### Work item
You are asked to reproduce the listing exactly and to omit its pictures.

### Data shown ###

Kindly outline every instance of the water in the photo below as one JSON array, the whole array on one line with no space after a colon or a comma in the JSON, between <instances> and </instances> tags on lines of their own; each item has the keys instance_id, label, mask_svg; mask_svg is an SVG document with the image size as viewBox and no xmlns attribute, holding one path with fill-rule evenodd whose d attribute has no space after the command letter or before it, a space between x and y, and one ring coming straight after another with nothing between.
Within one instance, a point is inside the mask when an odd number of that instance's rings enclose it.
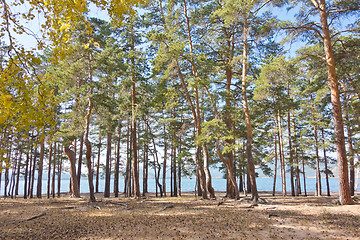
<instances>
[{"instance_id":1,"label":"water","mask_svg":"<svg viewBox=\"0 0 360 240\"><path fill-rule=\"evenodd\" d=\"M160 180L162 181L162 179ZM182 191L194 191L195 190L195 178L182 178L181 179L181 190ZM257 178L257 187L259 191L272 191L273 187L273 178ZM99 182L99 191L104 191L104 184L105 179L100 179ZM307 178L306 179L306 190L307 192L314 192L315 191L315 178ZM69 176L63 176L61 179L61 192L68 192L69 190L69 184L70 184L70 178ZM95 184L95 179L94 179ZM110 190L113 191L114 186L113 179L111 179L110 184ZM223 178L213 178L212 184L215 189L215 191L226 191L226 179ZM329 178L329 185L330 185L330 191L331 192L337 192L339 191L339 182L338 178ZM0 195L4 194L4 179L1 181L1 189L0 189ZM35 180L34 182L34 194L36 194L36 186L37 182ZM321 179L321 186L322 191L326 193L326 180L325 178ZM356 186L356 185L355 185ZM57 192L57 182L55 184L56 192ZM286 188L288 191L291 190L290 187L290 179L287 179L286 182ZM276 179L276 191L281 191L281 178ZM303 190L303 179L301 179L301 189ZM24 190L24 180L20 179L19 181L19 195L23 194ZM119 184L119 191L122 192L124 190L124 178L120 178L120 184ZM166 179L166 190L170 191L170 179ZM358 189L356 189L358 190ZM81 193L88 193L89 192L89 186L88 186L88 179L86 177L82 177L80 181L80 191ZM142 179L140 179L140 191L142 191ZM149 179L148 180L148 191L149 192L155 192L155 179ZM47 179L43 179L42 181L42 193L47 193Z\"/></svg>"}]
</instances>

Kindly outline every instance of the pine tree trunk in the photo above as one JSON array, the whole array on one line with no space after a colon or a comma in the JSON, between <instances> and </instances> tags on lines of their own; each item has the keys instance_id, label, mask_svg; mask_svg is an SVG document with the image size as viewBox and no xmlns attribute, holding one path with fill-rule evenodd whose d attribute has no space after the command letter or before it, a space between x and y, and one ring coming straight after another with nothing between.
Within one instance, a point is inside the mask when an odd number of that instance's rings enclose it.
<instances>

###

### Final answer
Kindly outline every instance of the water in the photo below as one JSON array, the whole array on one line with no space after a colon or a comma in the JSON, between <instances> and </instances> tags on lines of their own; each item has the keys instance_id, label, mask_svg; mask_svg is an SVG document with the image size as viewBox and no xmlns attribute, holding one path with fill-rule evenodd whose d attribute has no space after the command letter or before it, a space between x and y, and one ring coming straight after another with nothing between.
Within one instance, a point is inside the mask when an odd number of that instance's rings enclose it.
<instances>
[{"instance_id":1,"label":"water","mask_svg":"<svg viewBox=\"0 0 360 240\"><path fill-rule=\"evenodd\" d=\"M160 180L162 181L162 179ZM182 191L194 191L195 190L195 178L182 178L181 179L181 190ZM257 178L257 187L259 191L272 191L273 187L273 178ZM99 182L99 191L104 191L104 184L105 179L100 179ZM307 178L306 179L306 190L307 192L314 192L315 191L315 178ZM69 176L63 176L61 179L61 192L68 192L69 190L69 184L70 184L70 178ZM95 184L95 179L94 179ZM110 190L113 191L114 186L113 179L111 179L110 184ZM223 178L213 178L212 184L215 189L215 191L226 191L226 179ZM329 178L329 185L330 185L330 191L331 192L337 192L339 191L339 182L338 178ZM0 195L4 194L4 179L1 181L1 189L0 189ZM35 180L34 182L34 194L36 194L36 186L37 182ZM321 179L321 186L322 191L326 193L326 180L325 178ZM356 186L356 185L355 185ZM57 192L57 182L55 184L56 192ZM286 188L288 191L291 190L290 187L290 179L287 179L286 182ZM276 179L276 191L281 191L281 178ZM303 190L303 179L301 179L301 189ZM24 190L24 180L20 179L19 181L19 195L23 194ZM119 184L119 191L122 192L124 190L124 178L120 178L120 184ZM166 179L166 190L170 191L170 179ZM358 189L356 189L358 190ZM81 193L88 193L89 192L89 186L88 186L88 179L86 177L82 177L80 181L80 191ZM142 179L140 179L140 191L142 191ZM149 179L148 180L148 191L149 192L155 192L155 179ZM47 179L43 179L42 181L42 193L47 193Z\"/></svg>"}]
</instances>

Kindly outline every instance of the pine tree trunk in the photo above as one JSON array, the whole array on one line with no space after a colon or a comma in the JSON, between <instances> and </instances> tags on lines of their own; each item has the keys instance_id, label, mask_svg; mask_svg is an SVG document with the image size as viewBox and no xmlns attribute, holding one path with fill-rule evenodd whose d attribute has no space after the command letter or before it, a space between x and y, and one ring coming straight after another with nothing between.
Within one instance, a point is inside the mask when an odd number of that instance's rings enclose it.
<instances>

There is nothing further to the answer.